>> Start Input rows
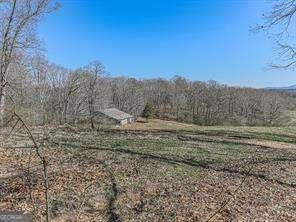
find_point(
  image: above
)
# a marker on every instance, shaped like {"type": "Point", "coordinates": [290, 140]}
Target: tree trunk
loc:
{"type": "Point", "coordinates": [2, 102]}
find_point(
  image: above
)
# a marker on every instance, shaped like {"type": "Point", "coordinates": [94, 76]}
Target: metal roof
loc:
{"type": "Point", "coordinates": [115, 114]}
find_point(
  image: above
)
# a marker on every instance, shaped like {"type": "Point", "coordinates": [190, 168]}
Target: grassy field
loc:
{"type": "Point", "coordinates": [156, 171]}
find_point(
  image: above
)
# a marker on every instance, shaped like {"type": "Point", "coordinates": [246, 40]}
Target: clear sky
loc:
{"type": "Point", "coordinates": [198, 39]}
>> End Input rows
Do this
Copy out every line of the entries above word for word, but leave the pictures out of your answer.

Solution for this problem
find_point(
  image: above
)
# a marker on every instance, shaped like {"type": "Point", "coordinates": [290, 140]}
Target: tree trunk
loc:
{"type": "Point", "coordinates": [2, 102]}
find_point(
  image: above
)
# a marker on every instance, shaped like {"type": "Point", "coordinates": [94, 76]}
Target: metal roof
loc:
{"type": "Point", "coordinates": [115, 114]}
find_point(
  image: above
)
# a marker on every instance, shaped like {"type": "Point", "coordinates": [190, 168]}
Target: grassy field
loc:
{"type": "Point", "coordinates": [156, 171]}
find_point(
  image: above
)
# a marker on every instance, shaped like {"type": "Point", "coordinates": [246, 40]}
Target: clear sky
loc:
{"type": "Point", "coordinates": [198, 39]}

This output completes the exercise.